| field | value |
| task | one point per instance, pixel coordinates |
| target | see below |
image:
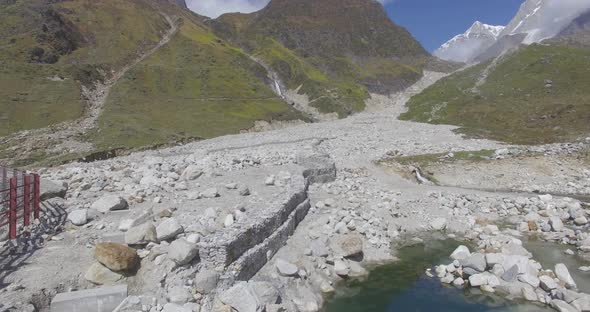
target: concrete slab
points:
(105, 299)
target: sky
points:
(432, 22)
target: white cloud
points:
(214, 8)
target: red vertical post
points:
(12, 211)
(27, 200)
(36, 195)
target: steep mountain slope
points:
(537, 94)
(536, 21)
(465, 47)
(578, 30)
(47, 54)
(64, 60)
(196, 85)
(542, 19)
(333, 51)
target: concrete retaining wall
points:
(227, 246)
(253, 260)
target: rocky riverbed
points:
(269, 221)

▸ BRIEF
Write out every line of the entries above word for word, leaving out the pictures.

▸ SOLUTION TO THE EXERCISE
| field | value |
| task | one point per instance, pixel coordinates |
| target | see below |
image:
target: concrete slab
points:
(105, 299)
target: sky
points:
(432, 22)
target: white cloud
points:
(214, 8)
target: red vertical post
points:
(12, 211)
(27, 200)
(36, 195)
target: steep mountain slope
points:
(537, 94)
(536, 21)
(465, 47)
(578, 30)
(47, 54)
(64, 60)
(196, 85)
(542, 19)
(333, 51)
target: concrete retaining wall
points:
(227, 246)
(253, 260)
target: rocky riverbed
points:
(269, 221)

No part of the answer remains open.